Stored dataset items

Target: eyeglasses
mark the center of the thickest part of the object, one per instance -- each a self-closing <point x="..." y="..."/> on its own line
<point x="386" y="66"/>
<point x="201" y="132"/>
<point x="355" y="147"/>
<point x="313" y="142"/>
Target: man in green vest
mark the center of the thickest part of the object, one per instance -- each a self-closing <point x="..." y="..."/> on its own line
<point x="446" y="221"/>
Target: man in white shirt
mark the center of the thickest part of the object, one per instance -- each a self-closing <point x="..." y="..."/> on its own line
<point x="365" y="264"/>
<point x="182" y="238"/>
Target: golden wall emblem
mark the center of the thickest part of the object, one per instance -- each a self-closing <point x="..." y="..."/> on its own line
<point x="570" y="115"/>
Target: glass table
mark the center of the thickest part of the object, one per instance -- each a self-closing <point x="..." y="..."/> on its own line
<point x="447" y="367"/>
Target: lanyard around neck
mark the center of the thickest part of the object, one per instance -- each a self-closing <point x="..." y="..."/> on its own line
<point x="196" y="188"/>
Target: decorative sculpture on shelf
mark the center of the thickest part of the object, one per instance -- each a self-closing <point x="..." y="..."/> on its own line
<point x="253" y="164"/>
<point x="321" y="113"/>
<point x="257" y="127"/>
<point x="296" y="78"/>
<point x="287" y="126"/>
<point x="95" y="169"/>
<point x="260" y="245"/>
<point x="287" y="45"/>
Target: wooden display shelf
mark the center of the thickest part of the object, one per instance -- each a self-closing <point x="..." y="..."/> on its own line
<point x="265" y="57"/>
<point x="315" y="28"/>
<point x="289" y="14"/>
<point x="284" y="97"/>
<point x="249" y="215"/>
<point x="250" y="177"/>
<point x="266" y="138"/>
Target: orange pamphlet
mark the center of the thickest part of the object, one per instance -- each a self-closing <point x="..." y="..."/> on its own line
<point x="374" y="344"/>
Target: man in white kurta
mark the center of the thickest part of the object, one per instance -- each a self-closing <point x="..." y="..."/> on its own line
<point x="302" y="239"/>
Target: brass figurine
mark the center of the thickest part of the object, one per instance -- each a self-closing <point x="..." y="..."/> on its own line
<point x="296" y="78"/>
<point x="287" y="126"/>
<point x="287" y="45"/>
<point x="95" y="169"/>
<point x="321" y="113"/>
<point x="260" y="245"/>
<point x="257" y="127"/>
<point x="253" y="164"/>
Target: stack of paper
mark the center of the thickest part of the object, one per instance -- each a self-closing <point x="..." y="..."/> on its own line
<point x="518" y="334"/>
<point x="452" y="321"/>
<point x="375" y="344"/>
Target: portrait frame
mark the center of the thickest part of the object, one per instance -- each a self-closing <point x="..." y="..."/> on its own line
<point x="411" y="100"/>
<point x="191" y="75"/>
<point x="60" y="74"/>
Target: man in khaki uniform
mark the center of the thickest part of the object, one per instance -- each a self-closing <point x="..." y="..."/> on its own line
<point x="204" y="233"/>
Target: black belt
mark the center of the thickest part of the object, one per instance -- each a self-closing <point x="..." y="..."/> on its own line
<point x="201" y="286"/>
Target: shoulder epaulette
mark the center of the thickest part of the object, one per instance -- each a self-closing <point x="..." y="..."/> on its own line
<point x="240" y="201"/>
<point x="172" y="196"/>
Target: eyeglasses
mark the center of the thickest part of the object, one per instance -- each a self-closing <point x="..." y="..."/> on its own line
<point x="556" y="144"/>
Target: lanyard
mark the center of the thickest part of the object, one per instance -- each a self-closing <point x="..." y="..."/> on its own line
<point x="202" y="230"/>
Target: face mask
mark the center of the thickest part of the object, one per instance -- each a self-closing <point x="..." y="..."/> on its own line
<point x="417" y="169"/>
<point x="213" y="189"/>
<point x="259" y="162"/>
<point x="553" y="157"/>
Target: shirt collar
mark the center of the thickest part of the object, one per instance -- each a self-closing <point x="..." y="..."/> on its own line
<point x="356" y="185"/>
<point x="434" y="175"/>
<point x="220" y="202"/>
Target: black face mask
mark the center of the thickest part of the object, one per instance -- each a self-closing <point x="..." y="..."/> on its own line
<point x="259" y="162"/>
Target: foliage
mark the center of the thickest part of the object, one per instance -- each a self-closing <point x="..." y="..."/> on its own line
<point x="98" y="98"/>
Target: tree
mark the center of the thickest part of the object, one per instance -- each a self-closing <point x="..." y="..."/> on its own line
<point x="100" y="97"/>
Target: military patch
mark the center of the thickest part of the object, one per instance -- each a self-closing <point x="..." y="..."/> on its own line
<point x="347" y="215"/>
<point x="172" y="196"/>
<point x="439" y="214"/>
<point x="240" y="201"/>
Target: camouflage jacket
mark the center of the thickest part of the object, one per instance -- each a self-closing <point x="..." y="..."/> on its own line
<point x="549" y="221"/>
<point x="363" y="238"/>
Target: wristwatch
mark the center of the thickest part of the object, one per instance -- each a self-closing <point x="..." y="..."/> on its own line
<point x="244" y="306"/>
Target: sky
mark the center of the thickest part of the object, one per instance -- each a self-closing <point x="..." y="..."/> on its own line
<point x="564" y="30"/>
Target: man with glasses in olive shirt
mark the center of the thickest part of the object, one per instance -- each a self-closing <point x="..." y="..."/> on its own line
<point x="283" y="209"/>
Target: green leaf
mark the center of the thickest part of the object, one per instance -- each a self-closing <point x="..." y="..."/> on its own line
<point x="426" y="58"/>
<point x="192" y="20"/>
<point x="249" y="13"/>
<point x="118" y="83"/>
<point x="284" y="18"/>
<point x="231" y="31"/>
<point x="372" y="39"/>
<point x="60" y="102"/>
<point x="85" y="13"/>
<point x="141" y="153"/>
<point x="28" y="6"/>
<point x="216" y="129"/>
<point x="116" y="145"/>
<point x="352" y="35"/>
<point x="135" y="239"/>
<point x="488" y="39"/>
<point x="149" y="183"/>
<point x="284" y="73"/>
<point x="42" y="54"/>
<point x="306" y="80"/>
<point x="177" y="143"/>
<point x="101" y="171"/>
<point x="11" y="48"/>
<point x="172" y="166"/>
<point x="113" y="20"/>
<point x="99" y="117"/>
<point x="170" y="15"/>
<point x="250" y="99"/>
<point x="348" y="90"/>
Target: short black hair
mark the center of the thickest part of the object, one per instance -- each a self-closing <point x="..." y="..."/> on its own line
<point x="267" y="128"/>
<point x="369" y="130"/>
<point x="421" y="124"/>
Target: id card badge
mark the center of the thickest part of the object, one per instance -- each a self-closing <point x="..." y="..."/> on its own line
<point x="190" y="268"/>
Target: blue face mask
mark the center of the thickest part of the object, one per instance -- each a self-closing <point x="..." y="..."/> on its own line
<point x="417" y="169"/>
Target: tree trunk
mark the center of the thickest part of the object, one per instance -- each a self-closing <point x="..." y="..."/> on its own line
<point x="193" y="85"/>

### [Job]
Please rewrite all of the records above, replacing "thickest part" with "widest part" and leaving everything else unchanged.

### [The output]
Target: eyeglasses
mark the center of the widest part of the object, one per instance -- each a self-closing <point x="..." y="..."/> on its own line
<point x="386" y="66"/>
<point x="201" y="132"/>
<point x="355" y="147"/>
<point x="313" y="142"/>
Target: man in green vest
mark the center of the widest part of the object, one per instance -- each a self-closing <point x="..." y="..."/> on its own line
<point x="446" y="221"/>
Target: man in white shirt
mark the center of the widest part of the object, one per instance -- each a self-closing <point x="..." y="..."/> on its own line
<point x="365" y="264"/>
<point x="182" y="238"/>
Target: golden wall emblem
mark the center of the widest part of the object, one per instance -- each a self-closing <point x="..." y="..."/> on its own line
<point x="570" y="115"/>
Target: glass table
mark the center of the widest part of the object, one per instance -- each a self-closing <point x="..." y="..."/> on its own line
<point x="447" y="367"/>
Target: lanyard around neck
mark the center of the widest part of the object, one per instance -- each a self-closing <point x="..." y="..."/> on its own line
<point x="196" y="188"/>
Target: decorative sculpture on shelf
mark the center of the widest part of the object, one per instance -- each a self-closing <point x="..." y="..."/> on its own line
<point x="253" y="164"/>
<point x="321" y="113"/>
<point x="257" y="127"/>
<point x="296" y="78"/>
<point x="287" y="126"/>
<point x="95" y="169"/>
<point x="260" y="245"/>
<point x="287" y="45"/>
Target: wooden display shelf
mark the center of the widest part of the object, one per instance -- each a self-closing <point x="..." y="..."/> on its own line
<point x="265" y="57"/>
<point x="315" y="28"/>
<point x="289" y="14"/>
<point x="284" y="97"/>
<point x="249" y="215"/>
<point x="250" y="177"/>
<point x="266" y="138"/>
Target: orange pamphlet
mark the center of the widest part of the object, one per instance -- each a self-closing <point x="..." y="..."/> on its own line
<point x="374" y="344"/>
Target: man in white kurta
mark the center of the widest part of the object, one per instance -- each a self-closing <point x="..." y="..."/> on its own line
<point x="302" y="239"/>
Target: brass figurine
mark the center of the widest part of the object, one per instance -- each a self-closing <point x="..." y="..."/> on its own line
<point x="296" y="78"/>
<point x="287" y="126"/>
<point x="287" y="45"/>
<point x="95" y="169"/>
<point x="321" y="113"/>
<point x="260" y="245"/>
<point x="257" y="127"/>
<point x="253" y="164"/>
Target: stack of paper
mark the center of the widest part of the object, one per instance -- each a self-closing <point x="..." y="..."/> on its own line
<point x="518" y="334"/>
<point x="452" y="321"/>
<point x="375" y="344"/>
Target: portrait frame
mark the center of the widest part of the object, one per instance -- each a self-closing <point x="..." y="..."/> on its own line
<point x="411" y="100"/>
<point x="191" y="75"/>
<point x="60" y="74"/>
Target: man in khaki uniform
mark the center of the widest part of the object, one per instance -- each a self-closing <point x="..." y="..."/> on its own line
<point x="204" y="233"/>
Target: black belt
mark the center of the widest part of the object, one per instance -- each a self-closing <point x="..." y="..."/> on its own line
<point x="201" y="286"/>
Target: shoulder epaulette
mark the center of the widest part of the object, one per instance -- each a self-closing <point x="..." y="..."/> on its own line
<point x="240" y="201"/>
<point x="172" y="196"/>
Target: eyeglasses
mark the center of the widest part of the object, one per instance -- each a self-closing <point x="..." y="..."/> on its own line
<point x="556" y="144"/>
Target: lanyard
mark the center of the widest part of the object, one per instance -- each a self-closing <point x="..." y="..."/> on its own line
<point x="202" y="230"/>
Target: face mask
mark the center of the widest part of the object, one per instance -- each a self-closing <point x="..." y="..."/> on its own line
<point x="417" y="169"/>
<point x="213" y="189"/>
<point x="259" y="162"/>
<point x="553" y="157"/>
Target: shirt collar
mark the center of the widest part of the object, one per instance -- each a self-closing <point x="..." y="..."/> on its own line
<point x="356" y="185"/>
<point x="434" y="175"/>
<point x="220" y="202"/>
Target: black face mask
mark the center of the widest part of the object, one per instance -- each a self-closing <point x="..." y="..."/> on its own line
<point x="259" y="162"/>
Target: foliage
mark the center of the widest part of the object, one per instance -- each a self-closing <point x="..." y="..."/> on its own line
<point x="98" y="98"/>
Target: tree
mark the center of the widest part of the object, one per instance -- each a self-closing <point x="..." y="..."/> on its own line
<point x="100" y="97"/>
Target: military patch
mark the center of the widest part of the object, one per instance -- each a self-closing <point x="..." y="..."/> on its own line
<point x="347" y="215"/>
<point x="172" y="196"/>
<point x="439" y="214"/>
<point x="240" y="201"/>
Target: camouflage jacket
mark the center of the widest part of the object, one per instance -- each a self-closing <point x="..." y="..."/> on its own line
<point x="549" y="221"/>
<point x="363" y="238"/>
Target: wristwatch
mark the center of the widest part of the object, one per instance -- each a self-closing <point x="..." y="..."/> on its own line
<point x="244" y="306"/>
Target: sky
mark the center of the widest part of the object, one per instance -- each a self-closing <point x="..." y="..."/> on its own line
<point x="564" y="30"/>
Target: man with glasses in olive shirt
mark the center of the widest part of the object, one per instance -- each a self-closing <point x="..." y="..."/> on its own line
<point x="283" y="209"/>
Target: green leaf
mark the center of the widest part of the object, one per instance -- each a self-closing <point x="..." y="..."/> on its own line
<point x="426" y="58"/>
<point x="192" y="20"/>
<point x="249" y="13"/>
<point x="118" y="83"/>
<point x="284" y="18"/>
<point x="231" y="31"/>
<point x="372" y="39"/>
<point x="60" y="102"/>
<point x="85" y="13"/>
<point x="141" y="153"/>
<point x="28" y="6"/>
<point x="216" y="129"/>
<point x="116" y="145"/>
<point x="352" y="35"/>
<point x="135" y="239"/>
<point x="488" y="39"/>
<point x="149" y="183"/>
<point x="284" y="73"/>
<point x="42" y="54"/>
<point x="306" y="80"/>
<point x="177" y="143"/>
<point x="101" y="171"/>
<point x="11" y="48"/>
<point x="172" y="166"/>
<point x="113" y="20"/>
<point x="99" y="117"/>
<point x="170" y="15"/>
<point x="250" y="99"/>
<point x="348" y="90"/>
Target: short black hair
mark the center of the widest part of the object, one per instance -- each a self-closing <point x="..." y="..."/> on its own line
<point x="267" y="128"/>
<point x="369" y="130"/>
<point x="421" y="124"/>
Target: id card badge
mark the center of the widest part of the object, one per instance -- each a self-closing <point x="..." y="..."/> on its own line
<point x="190" y="268"/>
Target: blue face mask
mark the center of the widest part of the object, one per instance -- each a self-closing <point x="..." y="..."/> on its own line
<point x="417" y="169"/>
Target: tree trunk
mark the center of the widest part of the object, one per instance -- each a self-closing <point x="..." y="..."/> on its own line
<point x="193" y="85"/>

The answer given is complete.